The First Tape Recorder
After WWII, a German Magnetophon (magnetic tape recorder) was brought to the U.S. by a soldier named John Mullin. Because of customs requirements, he had to disassemble the machine in order to make it small enough to bring home. After putting it back together, he demonstrated it at the Institute of Radio Engineers in San Francisco. The Ampex Corporation took an immediate interest in it and began producing their own version.
The new technology was invaluable to the recording industry because it was erasable and could be used for playback immediately. When Bing Crosby brought Les Paul the second machine that Ampex produced, he immediately saw the potential it possessed. Les developed a technology, later known as “Sel-Sync,” in which a previously recorded track could be played back at the same time that a new track was recorded. Over a three-year period, from 1953 to 1956, he collaborated with Ampex to develop the first eight-track tape recorder. In doing so, modern multi-track recording was born, thus making Les responsible for the standard procedure for recording music today.

DATASET CONTENT –
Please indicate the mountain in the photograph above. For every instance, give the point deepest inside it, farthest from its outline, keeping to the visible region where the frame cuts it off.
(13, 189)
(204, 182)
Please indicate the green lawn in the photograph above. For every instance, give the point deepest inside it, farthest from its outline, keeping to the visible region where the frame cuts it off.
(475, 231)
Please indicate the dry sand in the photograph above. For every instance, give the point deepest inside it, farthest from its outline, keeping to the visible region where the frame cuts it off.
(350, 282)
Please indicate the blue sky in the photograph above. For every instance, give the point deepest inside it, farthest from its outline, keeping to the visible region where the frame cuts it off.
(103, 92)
--
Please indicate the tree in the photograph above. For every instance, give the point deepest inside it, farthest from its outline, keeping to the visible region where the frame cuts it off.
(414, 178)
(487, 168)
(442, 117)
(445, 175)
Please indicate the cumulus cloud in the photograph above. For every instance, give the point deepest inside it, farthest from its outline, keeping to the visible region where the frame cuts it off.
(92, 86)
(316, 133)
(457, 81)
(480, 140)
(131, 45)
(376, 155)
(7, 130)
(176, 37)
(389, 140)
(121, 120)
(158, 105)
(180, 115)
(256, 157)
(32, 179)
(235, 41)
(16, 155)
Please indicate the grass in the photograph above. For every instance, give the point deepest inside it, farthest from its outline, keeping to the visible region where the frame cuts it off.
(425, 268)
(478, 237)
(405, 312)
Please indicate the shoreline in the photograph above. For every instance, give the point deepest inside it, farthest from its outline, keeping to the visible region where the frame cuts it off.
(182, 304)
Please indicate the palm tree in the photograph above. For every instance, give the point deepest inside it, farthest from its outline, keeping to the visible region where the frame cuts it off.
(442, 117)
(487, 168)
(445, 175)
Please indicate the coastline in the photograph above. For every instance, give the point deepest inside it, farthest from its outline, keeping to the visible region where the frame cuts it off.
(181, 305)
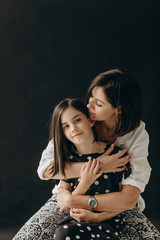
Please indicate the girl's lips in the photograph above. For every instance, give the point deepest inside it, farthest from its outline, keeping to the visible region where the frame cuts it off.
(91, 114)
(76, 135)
---
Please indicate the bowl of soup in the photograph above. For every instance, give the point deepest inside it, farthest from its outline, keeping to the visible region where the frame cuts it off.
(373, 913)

TASK DIRECTIONS – In the passage on the first tape recorder, during which years did Les Paul work with Ampex to develop the first eight-track tape recorder? The rows are not needed for this exercise.

WRITTEN ANSWER – From 1953 to 1956.